## Entries from a point annotation set
★ ★ ★
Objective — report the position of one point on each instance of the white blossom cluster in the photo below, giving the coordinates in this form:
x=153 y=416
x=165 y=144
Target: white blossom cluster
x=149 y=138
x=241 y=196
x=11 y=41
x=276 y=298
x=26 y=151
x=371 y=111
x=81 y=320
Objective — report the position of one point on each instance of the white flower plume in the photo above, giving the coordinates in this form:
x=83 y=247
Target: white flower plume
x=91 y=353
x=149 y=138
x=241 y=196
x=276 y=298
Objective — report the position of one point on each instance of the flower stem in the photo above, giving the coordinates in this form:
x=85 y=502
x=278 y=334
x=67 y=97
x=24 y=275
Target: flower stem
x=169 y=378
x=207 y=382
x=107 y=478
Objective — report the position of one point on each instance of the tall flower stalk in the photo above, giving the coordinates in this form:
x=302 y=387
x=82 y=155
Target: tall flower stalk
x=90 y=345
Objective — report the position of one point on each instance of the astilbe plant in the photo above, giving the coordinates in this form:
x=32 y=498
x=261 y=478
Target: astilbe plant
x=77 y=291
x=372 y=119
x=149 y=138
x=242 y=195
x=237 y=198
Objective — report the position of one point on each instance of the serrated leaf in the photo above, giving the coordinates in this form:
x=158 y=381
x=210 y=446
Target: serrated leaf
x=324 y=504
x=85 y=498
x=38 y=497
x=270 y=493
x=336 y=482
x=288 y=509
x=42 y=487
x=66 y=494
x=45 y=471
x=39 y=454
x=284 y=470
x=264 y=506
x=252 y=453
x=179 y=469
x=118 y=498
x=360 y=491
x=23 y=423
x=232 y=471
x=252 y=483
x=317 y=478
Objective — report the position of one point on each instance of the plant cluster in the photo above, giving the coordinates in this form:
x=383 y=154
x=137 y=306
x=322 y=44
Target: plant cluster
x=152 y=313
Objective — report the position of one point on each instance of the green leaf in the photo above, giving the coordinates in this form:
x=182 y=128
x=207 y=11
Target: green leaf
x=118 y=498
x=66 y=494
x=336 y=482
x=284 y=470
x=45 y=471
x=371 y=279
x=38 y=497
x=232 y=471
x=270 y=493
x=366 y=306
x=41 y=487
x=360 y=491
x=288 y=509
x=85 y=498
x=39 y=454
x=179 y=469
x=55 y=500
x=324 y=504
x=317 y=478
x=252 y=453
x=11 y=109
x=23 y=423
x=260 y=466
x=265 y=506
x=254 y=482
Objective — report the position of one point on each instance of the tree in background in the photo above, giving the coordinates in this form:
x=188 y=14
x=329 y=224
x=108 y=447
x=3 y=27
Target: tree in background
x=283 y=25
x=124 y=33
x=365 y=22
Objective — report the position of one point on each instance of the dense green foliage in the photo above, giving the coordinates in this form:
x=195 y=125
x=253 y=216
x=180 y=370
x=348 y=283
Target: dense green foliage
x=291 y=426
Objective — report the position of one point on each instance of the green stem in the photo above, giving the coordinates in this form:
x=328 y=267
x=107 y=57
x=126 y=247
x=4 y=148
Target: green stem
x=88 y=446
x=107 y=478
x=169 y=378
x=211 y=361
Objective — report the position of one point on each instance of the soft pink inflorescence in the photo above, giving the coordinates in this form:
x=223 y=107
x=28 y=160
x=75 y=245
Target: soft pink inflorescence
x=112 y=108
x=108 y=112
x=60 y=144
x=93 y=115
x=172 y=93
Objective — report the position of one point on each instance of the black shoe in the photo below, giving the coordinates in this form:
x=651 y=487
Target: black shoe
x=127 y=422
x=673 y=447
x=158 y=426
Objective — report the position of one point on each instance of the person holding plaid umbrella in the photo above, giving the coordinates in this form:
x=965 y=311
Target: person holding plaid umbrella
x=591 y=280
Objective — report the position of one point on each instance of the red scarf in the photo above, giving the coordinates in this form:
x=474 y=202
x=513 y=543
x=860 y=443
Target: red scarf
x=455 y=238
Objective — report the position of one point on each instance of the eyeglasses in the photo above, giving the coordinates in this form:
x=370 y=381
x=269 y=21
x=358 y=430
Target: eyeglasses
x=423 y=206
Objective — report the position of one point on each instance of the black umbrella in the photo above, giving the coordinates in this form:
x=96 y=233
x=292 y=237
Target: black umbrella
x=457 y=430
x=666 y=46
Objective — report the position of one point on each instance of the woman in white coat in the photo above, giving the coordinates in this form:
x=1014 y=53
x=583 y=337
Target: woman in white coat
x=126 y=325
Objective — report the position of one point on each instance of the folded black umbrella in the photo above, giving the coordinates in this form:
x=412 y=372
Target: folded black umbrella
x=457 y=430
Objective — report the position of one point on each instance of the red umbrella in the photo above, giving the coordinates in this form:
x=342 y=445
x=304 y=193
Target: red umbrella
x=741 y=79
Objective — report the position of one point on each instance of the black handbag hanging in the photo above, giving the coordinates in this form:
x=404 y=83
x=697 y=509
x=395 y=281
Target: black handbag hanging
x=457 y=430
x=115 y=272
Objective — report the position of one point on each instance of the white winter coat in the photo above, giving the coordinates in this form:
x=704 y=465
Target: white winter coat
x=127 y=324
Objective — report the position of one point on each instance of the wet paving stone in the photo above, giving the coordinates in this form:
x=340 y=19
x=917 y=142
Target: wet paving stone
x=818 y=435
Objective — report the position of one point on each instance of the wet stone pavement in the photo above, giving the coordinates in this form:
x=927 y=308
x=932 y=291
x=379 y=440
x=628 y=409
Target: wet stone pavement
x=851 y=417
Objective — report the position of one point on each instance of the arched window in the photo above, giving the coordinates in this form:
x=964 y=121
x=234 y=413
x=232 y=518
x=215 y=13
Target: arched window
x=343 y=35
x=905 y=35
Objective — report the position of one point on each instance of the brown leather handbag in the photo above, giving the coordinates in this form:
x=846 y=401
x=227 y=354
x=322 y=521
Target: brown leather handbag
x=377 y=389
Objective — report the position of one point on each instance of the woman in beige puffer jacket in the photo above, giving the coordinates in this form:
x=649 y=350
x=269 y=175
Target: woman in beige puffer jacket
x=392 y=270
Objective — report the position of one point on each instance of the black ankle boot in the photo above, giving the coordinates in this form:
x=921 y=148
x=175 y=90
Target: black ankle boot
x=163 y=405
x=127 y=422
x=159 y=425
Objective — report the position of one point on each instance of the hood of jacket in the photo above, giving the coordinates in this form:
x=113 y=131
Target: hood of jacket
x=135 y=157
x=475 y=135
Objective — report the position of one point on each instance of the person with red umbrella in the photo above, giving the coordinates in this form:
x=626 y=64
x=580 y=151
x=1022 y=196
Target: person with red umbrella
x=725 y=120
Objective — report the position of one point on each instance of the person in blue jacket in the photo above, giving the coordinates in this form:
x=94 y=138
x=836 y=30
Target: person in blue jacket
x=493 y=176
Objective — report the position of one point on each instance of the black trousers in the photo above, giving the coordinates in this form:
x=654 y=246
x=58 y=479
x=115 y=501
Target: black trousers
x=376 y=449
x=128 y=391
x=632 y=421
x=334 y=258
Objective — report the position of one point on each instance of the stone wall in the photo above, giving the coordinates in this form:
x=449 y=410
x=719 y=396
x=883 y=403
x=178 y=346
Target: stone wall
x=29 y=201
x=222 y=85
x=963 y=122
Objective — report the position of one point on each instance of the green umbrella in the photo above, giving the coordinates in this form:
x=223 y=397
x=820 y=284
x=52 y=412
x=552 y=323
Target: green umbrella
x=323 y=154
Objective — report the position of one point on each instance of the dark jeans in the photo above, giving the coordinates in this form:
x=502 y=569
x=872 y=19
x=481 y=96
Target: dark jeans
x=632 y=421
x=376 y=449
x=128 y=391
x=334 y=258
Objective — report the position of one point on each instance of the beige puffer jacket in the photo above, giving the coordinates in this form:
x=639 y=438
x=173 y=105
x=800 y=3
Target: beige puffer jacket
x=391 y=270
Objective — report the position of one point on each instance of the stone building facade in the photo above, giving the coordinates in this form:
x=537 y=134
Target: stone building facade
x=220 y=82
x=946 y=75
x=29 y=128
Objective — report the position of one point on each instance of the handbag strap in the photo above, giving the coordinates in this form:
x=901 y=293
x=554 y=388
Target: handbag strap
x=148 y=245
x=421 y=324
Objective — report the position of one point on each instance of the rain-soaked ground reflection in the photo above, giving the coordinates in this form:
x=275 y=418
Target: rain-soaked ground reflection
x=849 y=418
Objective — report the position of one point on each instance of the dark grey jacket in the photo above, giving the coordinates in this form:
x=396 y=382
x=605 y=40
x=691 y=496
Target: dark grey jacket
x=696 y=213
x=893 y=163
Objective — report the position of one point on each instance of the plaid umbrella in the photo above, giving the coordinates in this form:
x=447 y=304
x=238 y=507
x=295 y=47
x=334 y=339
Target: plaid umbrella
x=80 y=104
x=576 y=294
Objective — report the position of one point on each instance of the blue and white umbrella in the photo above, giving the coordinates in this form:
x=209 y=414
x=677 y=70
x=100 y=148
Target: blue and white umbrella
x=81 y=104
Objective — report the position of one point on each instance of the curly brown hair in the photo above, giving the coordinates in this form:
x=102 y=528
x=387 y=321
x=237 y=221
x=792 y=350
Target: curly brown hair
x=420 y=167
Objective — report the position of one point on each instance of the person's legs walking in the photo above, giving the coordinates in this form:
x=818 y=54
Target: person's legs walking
★ ★ ★
## SET PROBLEM
Render the data above as a JSON list of strings with one string per line, beginning at the line that contains "of the eyeglasses" and stopping after the line that contains "x=818 y=435". Leave out blank lines and include nothing outside that span.

## PROBLEM SOLUTION
[
  "Objective — report the position of one point on each instance of the eyeglasses in the photo above, giving the coordinates in this form:",
  "x=370 y=381",
  "x=269 y=21",
  "x=358 y=430",
  "Target: eyeglasses",
  "x=423 y=206",
  "Objective — report the position of one point on each instance of the black umbrella in the photo above, giving the coordinates in this form:",
  "x=96 y=233",
  "x=292 y=237",
  "Target: black umbrella",
  "x=457 y=430",
  "x=666 y=46",
  "Objective — report the position of one point on each instance of the woman in white coat in the photo above, giving the coordinates in this form:",
  "x=1014 y=53",
  "x=583 y=337",
  "Target: woman in white coat",
  "x=126 y=325",
  "Objective — report the position of one point on each instance of the folded black umbrella in the photo above, giving the coordinates in this form:",
  "x=412 y=372",
  "Target: folded black umbrella",
  "x=457 y=430",
  "Objective — report the position of one point on each instance of the red umbrella in the photo above, giving the coordinates in this form:",
  "x=342 y=445",
  "x=304 y=193",
  "Target: red umbrella",
  "x=741 y=79",
  "Objective — report the position of one point on each instance of the black handbag hanging in the photo above, giving the coordinates in this form:",
  "x=404 y=83",
  "x=697 y=509",
  "x=395 y=281",
  "Target: black handbag hanging",
  "x=457 y=430",
  "x=115 y=272",
  "Objective — report the position of one point on each instance of the white winter coat in the photo above, giving the coordinates in this form:",
  "x=704 y=465",
  "Target: white winter coat",
  "x=127 y=324",
  "Objective — report the position of one point on each instance of the wet paving stone in the photo above, giving the coordinates in this form:",
  "x=340 y=19",
  "x=917 y=142",
  "Target: wet paving stone",
  "x=818 y=435"
]